Work to be completed: Extract every record, keeping each one exactly as it is.

━━━━━ Exercise inputs

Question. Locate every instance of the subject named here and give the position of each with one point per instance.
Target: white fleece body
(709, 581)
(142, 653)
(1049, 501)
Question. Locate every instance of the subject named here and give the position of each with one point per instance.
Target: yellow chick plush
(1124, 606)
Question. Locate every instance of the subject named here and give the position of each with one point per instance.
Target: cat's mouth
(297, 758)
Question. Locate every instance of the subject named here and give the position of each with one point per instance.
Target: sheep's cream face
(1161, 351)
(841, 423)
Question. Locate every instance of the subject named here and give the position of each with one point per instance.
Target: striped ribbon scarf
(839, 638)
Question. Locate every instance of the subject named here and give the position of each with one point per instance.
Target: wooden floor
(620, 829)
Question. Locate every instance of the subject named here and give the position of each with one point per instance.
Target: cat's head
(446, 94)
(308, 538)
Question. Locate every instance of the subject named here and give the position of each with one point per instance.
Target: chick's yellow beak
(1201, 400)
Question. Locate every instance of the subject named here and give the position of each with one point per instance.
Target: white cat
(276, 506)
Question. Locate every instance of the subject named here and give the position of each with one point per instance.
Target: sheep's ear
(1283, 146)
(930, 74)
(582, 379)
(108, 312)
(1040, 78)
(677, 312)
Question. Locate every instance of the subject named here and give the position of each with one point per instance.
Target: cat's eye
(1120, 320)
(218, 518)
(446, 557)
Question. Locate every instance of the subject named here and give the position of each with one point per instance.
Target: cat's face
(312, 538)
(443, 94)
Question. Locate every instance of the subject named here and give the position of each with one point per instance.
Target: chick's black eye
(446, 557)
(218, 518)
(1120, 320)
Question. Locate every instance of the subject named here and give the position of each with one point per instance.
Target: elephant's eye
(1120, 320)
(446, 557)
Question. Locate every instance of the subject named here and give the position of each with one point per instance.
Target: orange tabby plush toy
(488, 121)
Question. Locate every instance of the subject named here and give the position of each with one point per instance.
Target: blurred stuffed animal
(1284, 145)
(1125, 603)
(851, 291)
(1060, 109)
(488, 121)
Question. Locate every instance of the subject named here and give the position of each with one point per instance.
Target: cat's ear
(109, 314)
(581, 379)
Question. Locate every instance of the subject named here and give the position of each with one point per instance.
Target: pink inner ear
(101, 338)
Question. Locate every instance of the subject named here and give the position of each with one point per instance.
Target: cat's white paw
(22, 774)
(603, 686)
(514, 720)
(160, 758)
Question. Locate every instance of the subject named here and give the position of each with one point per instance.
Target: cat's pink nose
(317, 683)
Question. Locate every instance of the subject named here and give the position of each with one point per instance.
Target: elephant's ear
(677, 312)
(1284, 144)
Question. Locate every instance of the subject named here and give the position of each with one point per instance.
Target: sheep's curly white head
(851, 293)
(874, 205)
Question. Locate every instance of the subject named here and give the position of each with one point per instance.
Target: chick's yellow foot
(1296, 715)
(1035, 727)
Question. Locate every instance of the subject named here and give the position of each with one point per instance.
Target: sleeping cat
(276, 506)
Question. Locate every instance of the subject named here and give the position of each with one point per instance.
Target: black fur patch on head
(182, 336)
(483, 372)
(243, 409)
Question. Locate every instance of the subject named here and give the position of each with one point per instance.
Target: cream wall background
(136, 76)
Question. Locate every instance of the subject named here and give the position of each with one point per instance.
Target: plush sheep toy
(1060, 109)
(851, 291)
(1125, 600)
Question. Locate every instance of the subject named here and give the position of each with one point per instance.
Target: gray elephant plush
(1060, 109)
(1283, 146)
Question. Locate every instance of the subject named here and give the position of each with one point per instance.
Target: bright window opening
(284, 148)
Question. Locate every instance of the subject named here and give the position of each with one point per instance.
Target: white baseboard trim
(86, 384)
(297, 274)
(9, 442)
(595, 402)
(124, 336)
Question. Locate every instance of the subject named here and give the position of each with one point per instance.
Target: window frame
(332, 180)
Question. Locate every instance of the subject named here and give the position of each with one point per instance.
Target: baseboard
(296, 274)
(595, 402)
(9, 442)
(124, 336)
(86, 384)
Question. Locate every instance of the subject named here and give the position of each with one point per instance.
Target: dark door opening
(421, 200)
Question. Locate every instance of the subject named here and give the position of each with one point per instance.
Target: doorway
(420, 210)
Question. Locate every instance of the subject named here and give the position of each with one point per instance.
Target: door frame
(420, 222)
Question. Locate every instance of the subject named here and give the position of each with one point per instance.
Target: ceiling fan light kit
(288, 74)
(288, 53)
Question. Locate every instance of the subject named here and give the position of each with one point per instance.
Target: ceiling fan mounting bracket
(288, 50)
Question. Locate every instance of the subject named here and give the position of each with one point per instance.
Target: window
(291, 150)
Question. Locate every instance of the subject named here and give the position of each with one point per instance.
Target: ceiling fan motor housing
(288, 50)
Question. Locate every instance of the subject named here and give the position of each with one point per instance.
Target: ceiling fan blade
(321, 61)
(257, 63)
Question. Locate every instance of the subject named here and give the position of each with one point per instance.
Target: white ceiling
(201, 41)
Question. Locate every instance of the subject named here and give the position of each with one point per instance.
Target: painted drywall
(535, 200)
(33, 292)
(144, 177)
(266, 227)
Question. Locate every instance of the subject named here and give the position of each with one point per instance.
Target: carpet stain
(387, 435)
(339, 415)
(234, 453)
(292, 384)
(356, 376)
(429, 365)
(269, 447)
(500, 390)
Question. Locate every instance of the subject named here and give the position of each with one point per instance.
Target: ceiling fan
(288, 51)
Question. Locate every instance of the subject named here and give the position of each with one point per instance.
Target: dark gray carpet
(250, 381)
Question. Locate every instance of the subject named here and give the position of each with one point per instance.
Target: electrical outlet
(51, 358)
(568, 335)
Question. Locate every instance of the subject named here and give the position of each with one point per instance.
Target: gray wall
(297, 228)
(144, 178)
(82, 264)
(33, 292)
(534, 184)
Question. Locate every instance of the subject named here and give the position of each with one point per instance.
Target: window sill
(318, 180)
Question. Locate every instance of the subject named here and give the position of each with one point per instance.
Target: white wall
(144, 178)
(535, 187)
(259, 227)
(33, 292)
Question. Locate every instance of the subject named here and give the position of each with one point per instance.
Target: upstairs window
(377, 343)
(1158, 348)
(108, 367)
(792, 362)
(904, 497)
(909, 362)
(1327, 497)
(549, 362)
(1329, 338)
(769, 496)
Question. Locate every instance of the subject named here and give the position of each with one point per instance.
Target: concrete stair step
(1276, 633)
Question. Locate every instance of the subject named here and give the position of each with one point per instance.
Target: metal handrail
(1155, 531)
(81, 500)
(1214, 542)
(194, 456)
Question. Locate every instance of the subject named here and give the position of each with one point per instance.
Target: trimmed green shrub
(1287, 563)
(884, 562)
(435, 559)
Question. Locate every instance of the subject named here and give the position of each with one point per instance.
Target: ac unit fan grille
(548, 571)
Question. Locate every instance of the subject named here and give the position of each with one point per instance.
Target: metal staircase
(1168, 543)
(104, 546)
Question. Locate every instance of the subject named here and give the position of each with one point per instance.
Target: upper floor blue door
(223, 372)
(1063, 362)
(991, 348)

━━━━━━━━━━

Finished exercise:
Question. Locate every instance of the subject named here and give the position of each with one point per instance.
Target: white fleece body
(709, 581)
(142, 653)
(1049, 501)
Question. Locate every instance of the subject named here and give the position of each with one point per instance.
Target: yellow chick plush
(1124, 606)
Question. Locate every instance of the subject named here and give the position of each with one point per instance.
Target: cat's mouth
(297, 758)
Question. Locate every instance of the subject named here and give the position of each with one point per instance.
Target: sheep's cream face
(1161, 351)
(841, 423)
Question. Locate every instance of the subject named here and give the position of each with one point per instance.
Target: striped ribbon scarf
(839, 638)
Question. Locate every instance of the subject named here and give the position of each with one point per instance.
Target: wooden floor
(620, 829)
Question. Locate every instance of the subject named here and give the position of each with one point per instance.
Target: cat's head
(446, 94)
(308, 538)
Question. Locate every instance of the subject named here and give the position of each with one point per instance.
Target: chick's yellow beak
(1201, 400)
Question. Locate every instance of the subject named here and give the position of each with one point per instance.
Target: white cat
(276, 506)
Question. Locate every instance of the subject named here and give the position of each with one point per instance.
Target: sheep's ear
(1283, 146)
(930, 74)
(582, 379)
(108, 312)
(1040, 78)
(677, 312)
Question. Locate every instance of the subject named here and give the position of each with one point per instance.
Target: cat's eye
(1120, 320)
(218, 518)
(446, 557)
Question. Locate every instance of the subject named here and give the position of each with one point per instance.
Target: cat's face
(312, 538)
(443, 94)
Question. Locate every instance of the subject named here and give the position of each with one point per instance.
Target: chick's black eye
(446, 557)
(218, 518)
(1120, 320)
Question. Locate every instance of the subject named here and give the position of each with one point per instance.
Target: elephant's eye
(1120, 320)
(446, 557)
Question. Locate every instance of the subject named here and give the position of each with one point per instance.
Target: orange tabby plush toy
(488, 121)
Question. Locate every instance of the subject named here and give the position of each with one point per instance.
Target: blurred stuffed animal
(1284, 145)
(1125, 603)
(851, 291)
(1060, 109)
(488, 121)
Question. Locate every instance of the subject named here and give the position of each with one point per instance.
Target: cat's ear
(109, 314)
(581, 379)
Question. Locate every instance of the subject named here and give the position of each with one point per instance.
Target: pink inner ear
(101, 338)
Question. Locate every instance of the subject named here and give the position of each with one point per instance.
Target: cat's white paw
(22, 774)
(603, 686)
(514, 720)
(160, 758)
Question. Locate every instance of the subject named here and give the position of each with one point per instance.
Target: cat's pink nose
(317, 683)
Question. Locate every instance of the subject named here and give the position of each with one point per instance.
Target: elephant's ear
(677, 312)
(1284, 144)
Question. Locate every instance of the subject named here and give the position of each with one point per instance.
Target: sheep's curly white head
(851, 293)
(874, 205)
Question. Locate every instance of the subject named here and give the position of each with one point per instance.
Target: chick's yellow foot
(1296, 715)
(1035, 727)
Question. Locate every instance of the subject named here and give the position of each with one point per instance.
Target: sleeping cat
(276, 506)
Question. Locate every instance of the subject named here and give the position of each with one point per instance.
Target: black fur patch on head
(182, 336)
(483, 372)
(243, 409)
Question. Locate every instance of the subject named here and give the position of each with one point per instance.
Target: cream wall background
(136, 76)
Question. Locate every instance of the subject named here and give the position of each with one point per instance.
Target: plush sheep toy
(1060, 109)
(851, 291)
(1125, 600)
Question. Locate every instance of the subject named here and give the position of each with one point per instance.
Target: gray elephant plush
(1060, 109)
(1283, 146)
Question. Locate every instance of the subject named here and give the position of each with one point per instance.
Target: bright window opening
(284, 148)
Question. Locate every instance of the subject named here and give the position of each with one point per instance.
Target: white baseboard trim
(86, 384)
(297, 274)
(9, 442)
(595, 402)
(124, 336)
Question. Locate every instance of the subject named here and give the position of each with one point per instance.
Target: window frame
(332, 180)
Question. Locate every instance of the subject named here and give the position of each with one point per instance.
Target: baseboard
(296, 274)
(595, 402)
(9, 442)
(124, 336)
(86, 384)
Question. Locate every instance of the subject named here and give the position of each with one point per instance.
Target: dark door opening
(421, 200)
Question. Locate every instance of the subject named here and give the position of each with one point per instance.
Target: doorway
(420, 210)
Question. Locate every instance of the subject named here and give the position of each with one point per instance.
Target: door frame
(420, 222)
Question. Locate every instance of the subject named here and give the position of each with one point per instance.
Target: ceiling fan light kit
(288, 74)
(288, 53)
Question. Locate every instance of the subject named here and give the position of each with one point per instance.
Target: ceiling fan mounting bracket
(288, 50)
Question. Locate every instance of the subject named here and give the position of each with one point per instance.
Target: window
(291, 150)
Question. Locate every instance of the subject named here and give the position of each with one point per instance.
Target: ceiling fan motor housing
(288, 50)
Question. Locate every instance of the subject named here and give the position of each with one point per instance.
Target: ceiling fan blade
(321, 61)
(257, 63)
Question. Locate every instance of the subject named here and give the position of each with one point per instance.
Target: white ceiling
(201, 41)
Question. Locate every instance of the subject named here and give the position of each with one point per instance.
Target: painted drywall
(535, 200)
(33, 292)
(144, 177)
(266, 227)
Question. Locate every instance of the subject named here and give the position of each with one point per instance.
Target: carpet stain
(387, 435)
(339, 415)
(234, 453)
(292, 384)
(356, 376)
(429, 365)
(269, 447)
(500, 390)
Question. Locate every instance of the subject named here and give the position of each with one point per instance.
Target: ceiling fan
(288, 51)
Question. Locate every instance of the subject named here and give the position of each with one point per instance.
Target: dark gray carpet
(250, 381)
Question. Locate every instance of the subject named here and give the position of each with one point per instance.
Target: electrical outlet
(51, 358)
(568, 335)
Question. Locate every instance of the subject named here and give the position of each with one point per instance.
Target: gray wall
(297, 228)
(144, 178)
(82, 264)
(33, 292)
(534, 184)
Question. Locate every instance of the subject named here and give the position of each with one point per instance.
Target: window sill
(318, 180)
Question. Locate every instance of the subject named here and give the position of each with one point per instance.
Target: white wall
(144, 178)
(535, 187)
(259, 227)
(33, 292)
Question. Locate every instance of the subject named here and give the position of each with one point per instance.
Target: upstairs window
(377, 343)
(1158, 348)
(108, 367)
(792, 362)
(904, 497)
(909, 362)
(1327, 497)
(549, 362)
(1329, 338)
(769, 496)
Question. Locate every instance of the subject named here and give the position of each with one point per instance.
Target: concrete stair step
(1276, 633)
Question. Locate every instance of the subject named here and give the position of each with one point per instance.
Target: metal handrail
(1155, 531)
(81, 500)
(1214, 542)
(194, 456)
Question. Locate every instance of the subject named here and give the position of each with one point per instance.
Target: trimmed green shrub
(1287, 563)
(884, 562)
(435, 559)
Question. Locate every instance of the subject named here and give the position of each with one point per instance.
Target: ac unit fan grille
(548, 571)
Question. Locate every instance of the subject named here and give the position of each with one point per instance.
Target: metal staircase
(1168, 543)
(104, 546)
Question. Locate every instance of the subject named here and give the position of each with one point per instance.
Target: upper floor blue door
(223, 372)
(1063, 362)
(991, 348)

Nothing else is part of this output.